→ **Prompt**
The lines to copy run from the one containing "Please pick out the backpack" to the end of the records below; repeat them exactly and include nothing else.

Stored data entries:
□ □ □ □ □

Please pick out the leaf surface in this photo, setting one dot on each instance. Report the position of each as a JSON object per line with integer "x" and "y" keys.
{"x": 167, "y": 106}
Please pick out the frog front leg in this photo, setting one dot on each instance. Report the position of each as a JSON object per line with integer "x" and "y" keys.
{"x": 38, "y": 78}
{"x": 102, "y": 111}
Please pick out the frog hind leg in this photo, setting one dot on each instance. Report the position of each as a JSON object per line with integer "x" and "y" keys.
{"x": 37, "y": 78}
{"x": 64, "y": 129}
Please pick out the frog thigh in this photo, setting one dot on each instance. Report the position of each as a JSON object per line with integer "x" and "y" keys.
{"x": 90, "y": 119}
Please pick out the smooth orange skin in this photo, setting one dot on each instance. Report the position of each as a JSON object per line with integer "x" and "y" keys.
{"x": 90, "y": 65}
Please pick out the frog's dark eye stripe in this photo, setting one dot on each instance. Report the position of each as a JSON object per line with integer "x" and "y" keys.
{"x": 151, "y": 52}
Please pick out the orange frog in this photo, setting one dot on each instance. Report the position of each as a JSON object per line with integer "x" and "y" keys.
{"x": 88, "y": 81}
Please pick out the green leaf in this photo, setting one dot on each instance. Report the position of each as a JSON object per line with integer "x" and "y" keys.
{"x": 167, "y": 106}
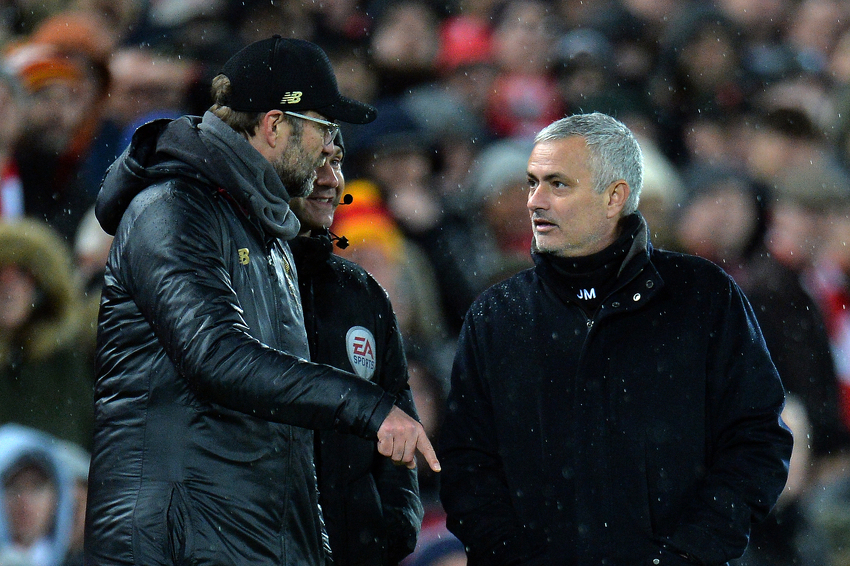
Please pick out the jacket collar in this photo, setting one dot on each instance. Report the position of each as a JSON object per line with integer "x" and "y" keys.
{"x": 637, "y": 278}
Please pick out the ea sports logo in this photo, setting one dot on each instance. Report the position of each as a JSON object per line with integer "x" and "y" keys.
{"x": 360, "y": 345}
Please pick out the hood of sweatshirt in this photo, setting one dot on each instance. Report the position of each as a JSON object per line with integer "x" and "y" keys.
{"x": 205, "y": 150}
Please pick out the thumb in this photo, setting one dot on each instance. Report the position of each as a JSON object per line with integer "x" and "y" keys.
{"x": 425, "y": 448}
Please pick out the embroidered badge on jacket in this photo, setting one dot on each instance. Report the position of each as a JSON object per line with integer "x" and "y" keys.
{"x": 360, "y": 346}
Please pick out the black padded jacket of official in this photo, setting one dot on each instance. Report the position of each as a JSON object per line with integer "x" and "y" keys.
{"x": 204, "y": 399}
{"x": 645, "y": 431}
{"x": 371, "y": 507}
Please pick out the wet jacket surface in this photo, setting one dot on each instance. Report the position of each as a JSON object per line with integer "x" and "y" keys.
{"x": 371, "y": 507}
{"x": 204, "y": 395}
{"x": 644, "y": 432}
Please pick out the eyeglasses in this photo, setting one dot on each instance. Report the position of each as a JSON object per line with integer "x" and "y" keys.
{"x": 330, "y": 128}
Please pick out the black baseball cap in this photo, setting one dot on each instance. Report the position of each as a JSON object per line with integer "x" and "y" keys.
{"x": 290, "y": 74}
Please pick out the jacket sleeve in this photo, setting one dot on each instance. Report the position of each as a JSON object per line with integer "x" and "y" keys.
{"x": 473, "y": 487}
{"x": 172, "y": 264}
{"x": 749, "y": 448}
{"x": 398, "y": 486}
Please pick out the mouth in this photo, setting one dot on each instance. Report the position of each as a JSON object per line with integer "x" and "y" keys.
{"x": 321, "y": 200}
{"x": 543, "y": 225}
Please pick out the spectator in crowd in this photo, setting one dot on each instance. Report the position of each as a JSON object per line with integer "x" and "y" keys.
{"x": 64, "y": 70}
{"x": 44, "y": 378}
{"x": 12, "y": 108}
{"x": 37, "y": 494}
{"x": 726, "y": 221}
{"x": 371, "y": 507}
{"x": 201, "y": 330}
{"x": 648, "y": 429}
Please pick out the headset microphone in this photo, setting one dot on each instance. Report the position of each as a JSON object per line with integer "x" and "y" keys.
{"x": 340, "y": 241}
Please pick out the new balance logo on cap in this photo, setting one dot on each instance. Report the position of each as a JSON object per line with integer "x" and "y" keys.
{"x": 291, "y": 97}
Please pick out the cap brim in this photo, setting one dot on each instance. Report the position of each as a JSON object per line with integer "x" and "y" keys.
{"x": 349, "y": 110}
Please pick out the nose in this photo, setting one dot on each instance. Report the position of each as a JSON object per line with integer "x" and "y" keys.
{"x": 536, "y": 199}
{"x": 325, "y": 176}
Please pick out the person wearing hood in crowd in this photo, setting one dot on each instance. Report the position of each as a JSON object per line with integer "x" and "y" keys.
{"x": 371, "y": 508}
{"x": 205, "y": 398}
{"x": 616, "y": 403}
{"x": 45, "y": 382}
{"x": 37, "y": 494}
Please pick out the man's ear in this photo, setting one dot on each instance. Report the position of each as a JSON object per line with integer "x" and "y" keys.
{"x": 618, "y": 194}
{"x": 273, "y": 128}
{"x": 271, "y": 131}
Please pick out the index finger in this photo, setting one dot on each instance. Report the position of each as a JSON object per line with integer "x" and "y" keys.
{"x": 424, "y": 447}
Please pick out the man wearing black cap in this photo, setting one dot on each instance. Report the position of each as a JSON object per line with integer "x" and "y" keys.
{"x": 371, "y": 508}
{"x": 204, "y": 398}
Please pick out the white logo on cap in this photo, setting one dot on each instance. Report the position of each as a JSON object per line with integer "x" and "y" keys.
{"x": 293, "y": 97}
{"x": 360, "y": 346}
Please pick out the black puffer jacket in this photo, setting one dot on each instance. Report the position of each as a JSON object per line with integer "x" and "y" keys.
{"x": 202, "y": 381}
{"x": 622, "y": 439}
{"x": 371, "y": 506}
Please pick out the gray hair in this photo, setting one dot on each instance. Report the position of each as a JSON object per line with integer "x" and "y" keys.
{"x": 614, "y": 152}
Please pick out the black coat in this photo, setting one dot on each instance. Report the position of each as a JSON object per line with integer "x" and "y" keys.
{"x": 649, "y": 430}
{"x": 371, "y": 507}
{"x": 204, "y": 396}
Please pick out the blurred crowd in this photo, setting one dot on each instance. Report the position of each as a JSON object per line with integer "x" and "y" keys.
{"x": 742, "y": 108}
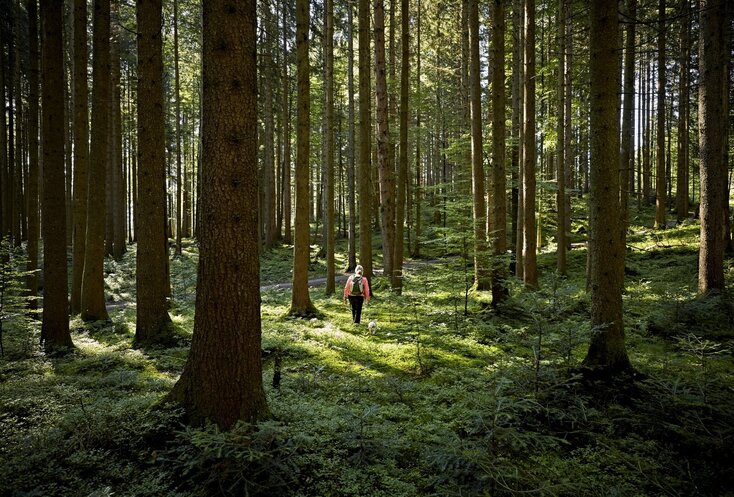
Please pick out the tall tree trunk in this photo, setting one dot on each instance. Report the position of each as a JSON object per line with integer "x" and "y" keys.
{"x": 530, "y": 272}
{"x": 481, "y": 269}
{"x": 397, "y": 282}
{"x": 329, "y": 144}
{"x": 560, "y": 143}
{"x": 118, "y": 181}
{"x": 499, "y": 182}
{"x": 660, "y": 192}
{"x": 32, "y": 185}
{"x": 222, "y": 379}
{"x": 626, "y": 167}
{"x": 92, "y": 302}
{"x": 352, "y": 243}
{"x": 607, "y": 351}
{"x": 287, "y": 211}
{"x": 153, "y": 325}
{"x": 387, "y": 176}
{"x": 177, "y": 90}
{"x": 681, "y": 190}
{"x": 301, "y": 301}
{"x": 55, "y": 327}
{"x": 365, "y": 141}
{"x": 712, "y": 70}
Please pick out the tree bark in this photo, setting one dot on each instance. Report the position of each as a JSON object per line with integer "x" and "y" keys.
{"x": 607, "y": 351}
{"x": 92, "y": 301}
{"x": 481, "y": 270}
{"x": 365, "y": 141}
{"x": 530, "y": 272}
{"x": 712, "y": 70}
{"x": 222, "y": 379}
{"x": 300, "y": 300}
{"x": 153, "y": 325}
{"x": 499, "y": 182}
{"x": 55, "y": 326}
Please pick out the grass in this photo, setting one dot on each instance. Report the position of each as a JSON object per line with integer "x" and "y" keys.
{"x": 435, "y": 402}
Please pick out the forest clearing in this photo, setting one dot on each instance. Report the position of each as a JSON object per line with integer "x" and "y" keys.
{"x": 366, "y": 248}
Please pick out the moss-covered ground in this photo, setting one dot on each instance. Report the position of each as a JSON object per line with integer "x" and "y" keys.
{"x": 444, "y": 397}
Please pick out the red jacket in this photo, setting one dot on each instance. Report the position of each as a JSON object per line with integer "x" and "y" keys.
{"x": 365, "y": 288}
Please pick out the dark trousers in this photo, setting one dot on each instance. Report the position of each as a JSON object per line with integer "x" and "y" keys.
{"x": 356, "y": 303}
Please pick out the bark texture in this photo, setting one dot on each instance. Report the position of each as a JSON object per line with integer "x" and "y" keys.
{"x": 222, "y": 379}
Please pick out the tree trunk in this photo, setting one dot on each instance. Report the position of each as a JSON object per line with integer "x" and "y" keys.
{"x": 222, "y": 379}
{"x": 607, "y": 350}
{"x": 153, "y": 324}
{"x": 499, "y": 183}
{"x": 660, "y": 191}
{"x": 626, "y": 167}
{"x": 712, "y": 70}
{"x": 32, "y": 185}
{"x": 365, "y": 141}
{"x": 681, "y": 190}
{"x": 92, "y": 302}
{"x": 387, "y": 176}
{"x": 530, "y": 272}
{"x": 118, "y": 182}
{"x": 301, "y": 301}
{"x": 352, "y": 243}
{"x": 329, "y": 146}
{"x": 55, "y": 327}
{"x": 397, "y": 282}
{"x": 481, "y": 270}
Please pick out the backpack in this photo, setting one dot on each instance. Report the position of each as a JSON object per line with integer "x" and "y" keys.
{"x": 355, "y": 288}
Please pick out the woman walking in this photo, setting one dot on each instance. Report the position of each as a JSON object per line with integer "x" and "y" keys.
{"x": 357, "y": 290}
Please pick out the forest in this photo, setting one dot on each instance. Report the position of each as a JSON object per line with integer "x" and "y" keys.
{"x": 366, "y": 248}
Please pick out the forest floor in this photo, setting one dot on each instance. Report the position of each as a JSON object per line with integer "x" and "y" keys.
{"x": 446, "y": 397}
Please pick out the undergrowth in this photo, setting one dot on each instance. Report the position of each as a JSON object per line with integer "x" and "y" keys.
{"x": 444, "y": 397}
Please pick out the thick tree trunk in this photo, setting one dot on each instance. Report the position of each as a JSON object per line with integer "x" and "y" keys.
{"x": 301, "y": 301}
{"x": 365, "y": 141}
{"x": 681, "y": 190}
{"x": 92, "y": 302}
{"x": 153, "y": 324}
{"x": 712, "y": 70}
{"x": 55, "y": 327}
{"x": 33, "y": 166}
{"x": 661, "y": 200}
{"x": 481, "y": 269}
{"x": 607, "y": 351}
{"x": 387, "y": 176}
{"x": 529, "y": 248}
{"x": 499, "y": 182}
{"x": 329, "y": 146}
{"x": 222, "y": 379}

□ □ □ □ □

→ **Exercise solution**
Please pick out the backpack in this photo, setting one dot on each instance. Report the position of each as a JSON object per line with integer "x" and "y" keys.
{"x": 355, "y": 288}
Please pick out the woman walking in this photo, setting one dot on each instance. Report the position of each as a JSON object per line with integer "x" and "y" keys.
{"x": 357, "y": 290}
Please pick out the forest in this photo, setting one dot on each instance. Report the position of each as a JSON object per line with integer "x" and "y" keys.
{"x": 366, "y": 248}
Please pick out the forest floor in this photo, setting one dot on each instance. Report the position of each as a JSON object per line with integer "x" and "y" keys.
{"x": 446, "y": 397}
Please pick out the undergrowth in this photo, setting one dot on each instance. Report the position of each as a JSON object per line with integer "x" and "y" keys.
{"x": 444, "y": 397}
Please pick out the thick tree trunk in this photo, setting one dot on each instance. Report the position of each as a JSON object per line with integer "x" and "y" keys.
{"x": 301, "y": 301}
{"x": 365, "y": 141}
{"x": 681, "y": 190}
{"x": 92, "y": 302}
{"x": 153, "y": 324}
{"x": 712, "y": 70}
{"x": 55, "y": 327}
{"x": 33, "y": 166}
{"x": 661, "y": 200}
{"x": 481, "y": 269}
{"x": 607, "y": 351}
{"x": 387, "y": 176}
{"x": 529, "y": 248}
{"x": 499, "y": 182}
{"x": 329, "y": 146}
{"x": 222, "y": 379}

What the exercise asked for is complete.